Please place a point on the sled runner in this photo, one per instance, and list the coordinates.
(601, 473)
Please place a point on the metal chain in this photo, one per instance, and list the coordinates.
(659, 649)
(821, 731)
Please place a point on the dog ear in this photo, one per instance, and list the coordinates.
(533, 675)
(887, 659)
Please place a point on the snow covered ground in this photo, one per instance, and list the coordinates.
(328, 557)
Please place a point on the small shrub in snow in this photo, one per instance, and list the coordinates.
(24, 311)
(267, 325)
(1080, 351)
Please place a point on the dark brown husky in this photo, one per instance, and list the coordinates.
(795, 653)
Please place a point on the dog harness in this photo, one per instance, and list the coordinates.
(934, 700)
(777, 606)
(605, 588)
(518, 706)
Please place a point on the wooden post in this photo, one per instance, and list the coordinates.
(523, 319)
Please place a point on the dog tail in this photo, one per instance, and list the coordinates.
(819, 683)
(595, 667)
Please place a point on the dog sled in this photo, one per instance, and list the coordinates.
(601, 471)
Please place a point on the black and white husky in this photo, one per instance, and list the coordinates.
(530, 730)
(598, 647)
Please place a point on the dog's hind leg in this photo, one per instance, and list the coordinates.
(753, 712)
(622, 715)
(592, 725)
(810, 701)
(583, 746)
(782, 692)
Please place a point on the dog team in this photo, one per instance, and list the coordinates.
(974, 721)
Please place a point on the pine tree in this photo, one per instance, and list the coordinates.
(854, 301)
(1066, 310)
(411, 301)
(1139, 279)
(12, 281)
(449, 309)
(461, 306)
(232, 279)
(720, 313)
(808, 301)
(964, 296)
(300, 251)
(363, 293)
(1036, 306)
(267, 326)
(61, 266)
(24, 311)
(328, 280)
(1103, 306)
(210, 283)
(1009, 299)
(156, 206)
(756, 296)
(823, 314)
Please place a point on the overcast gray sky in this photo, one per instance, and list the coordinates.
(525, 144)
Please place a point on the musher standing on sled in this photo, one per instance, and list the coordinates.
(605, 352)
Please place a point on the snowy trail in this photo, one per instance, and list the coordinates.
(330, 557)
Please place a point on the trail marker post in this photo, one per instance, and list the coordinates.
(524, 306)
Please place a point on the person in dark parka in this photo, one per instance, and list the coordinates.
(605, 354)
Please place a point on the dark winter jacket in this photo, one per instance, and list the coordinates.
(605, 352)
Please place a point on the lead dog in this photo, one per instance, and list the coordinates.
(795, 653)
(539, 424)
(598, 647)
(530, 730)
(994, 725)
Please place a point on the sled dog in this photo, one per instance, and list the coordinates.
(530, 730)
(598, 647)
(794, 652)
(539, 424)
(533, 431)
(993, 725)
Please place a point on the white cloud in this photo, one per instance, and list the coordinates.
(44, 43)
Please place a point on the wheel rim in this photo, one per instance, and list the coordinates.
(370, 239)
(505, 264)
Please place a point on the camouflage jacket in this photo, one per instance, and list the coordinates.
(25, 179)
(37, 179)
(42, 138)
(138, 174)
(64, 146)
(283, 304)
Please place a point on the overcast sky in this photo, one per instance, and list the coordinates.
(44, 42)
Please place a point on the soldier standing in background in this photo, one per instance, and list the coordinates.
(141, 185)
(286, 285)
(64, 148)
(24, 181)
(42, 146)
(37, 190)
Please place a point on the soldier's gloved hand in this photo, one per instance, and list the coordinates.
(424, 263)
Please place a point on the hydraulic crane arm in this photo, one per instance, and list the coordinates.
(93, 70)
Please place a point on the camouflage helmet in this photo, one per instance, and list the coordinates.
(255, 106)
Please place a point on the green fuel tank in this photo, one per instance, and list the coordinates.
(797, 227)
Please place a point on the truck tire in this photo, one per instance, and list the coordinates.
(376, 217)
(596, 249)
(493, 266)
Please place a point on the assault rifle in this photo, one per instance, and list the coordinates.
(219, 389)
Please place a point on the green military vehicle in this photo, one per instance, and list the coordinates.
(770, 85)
····················
### Task directions:
The whole listing must be reproduced exactly. Do not skip a line.

### Output of the exercise:
Please place a point on the sled runner in this photo, one per instance, and list the coordinates.
(601, 473)
Please place a point on the metal chain in this photo, one per instance, and list the coordinates.
(659, 649)
(821, 731)
Please place a point on the dog ear in this photo, one per instance, and list the coordinates.
(533, 675)
(887, 659)
Please place a point on the snow covered ground in this photo, one per instance, and list the coordinates.
(328, 557)
Please place a point on the small shrub in snow in this photo, one per instance, and list the coordinates.
(24, 311)
(267, 325)
(1080, 351)
Please place a point on the dark brown husky in this photo, one per instance, and list the coordinates.
(795, 653)
Please place a point on the dog harness in this photo, one per instance, and list the coordinates.
(934, 700)
(777, 606)
(605, 588)
(518, 706)
Please place a point on the wooden post in this photo, one per instance, and list the coordinates.
(523, 319)
Please place a point on the dog tail in this photo, one per instance, and list the coordinates.
(819, 683)
(595, 667)
Please place a point on the dog sled in this photo, one per instance, and list the coordinates.
(601, 471)
Please place a point on the black and white husky in this photo, one per instance, and list the coordinates.
(530, 730)
(598, 647)
Please place a point on the dog's hind leg in this photo, one per instance, and list the coordinates.
(753, 712)
(622, 715)
(592, 725)
(810, 701)
(583, 746)
(782, 692)
Please place a point on the dog team in this photo, one per instance, and list the coordinates.
(974, 721)
Please place a point on the pine tree in this photo, one per instance, and list the coordinates.
(854, 301)
(1066, 310)
(411, 301)
(1139, 279)
(12, 281)
(449, 309)
(461, 306)
(232, 279)
(720, 313)
(808, 301)
(964, 296)
(300, 251)
(363, 293)
(1036, 306)
(267, 326)
(61, 266)
(24, 311)
(328, 280)
(1103, 306)
(210, 283)
(1009, 299)
(156, 206)
(756, 296)
(823, 314)
Please place a point on the overcast gray sky in this photo, one per instance, and list the coordinates.
(525, 144)
Please place a point on the musher standing on sled in this photo, one per instance, and list the coordinates.
(605, 352)
Please place a point on the snowy trail in this photo, one per instance, and list the coordinates.
(330, 557)
Please place a point on the trail marker post in this photo, one per instance, and list the coordinates.
(524, 306)
Please place a point on the person in dark parka in this photo, one per instance, and list the coordinates.
(605, 354)
Please place a point on the dark winter jacket in this photo, one per instance, and list the coordinates.
(605, 352)
Please place a point on the lead dog in this photo, one per instance, and list the coordinates.
(795, 653)
(539, 424)
(598, 647)
(530, 730)
(994, 725)
Please place a point on the sled dog in this photo, one per instance, and list the coordinates.
(530, 730)
(598, 647)
(794, 652)
(539, 424)
(533, 431)
(993, 725)
Please place a point on the white cloud in this photo, one per instance, and list the coordinates.
(44, 43)
Please place a point on the wheel rim in this photo, one per instance, and list the coordinates.
(370, 239)
(505, 264)
Please place a point on the camouflage jacket in this photo, one per instance, and list the coordinates.
(25, 179)
(37, 179)
(42, 138)
(138, 174)
(64, 146)
(283, 304)
Please place a point on the overcast sky in this photo, one per instance, and list the coordinates.
(44, 42)
Please place a point on the soldier standing in background in this photo, one per instance, and list the coordinates.
(141, 185)
(286, 285)
(64, 148)
(24, 181)
(42, 146)
(37, 190)
Please place a point on the soldier's gloved hand in this photo, one per instance, and list the coordinates.
(424, 263)
Please place a point on the hydraulic crane arm in this photo, one per instance, and list the coordinates.
(93, 70)
Please place a point on the camouflage helmet in this photo, one per instance, and list the coordinates.
(255, 106)
Please place a point on the green fuel tank in this photo, one per instance, and list the coordinates.
(797, 227)
Please place a point on the truck tire in this photo, one per instance, and list the coordinates.
(376, 217)
(596, 249)
(493, 266)
Please place a point on the assault rifle in this photo, one per instance, and list the coordinates.
(219, 389)
Please place a point on the green military vehicle in this photo, one per instance, and list the coordinates.
(770, 85)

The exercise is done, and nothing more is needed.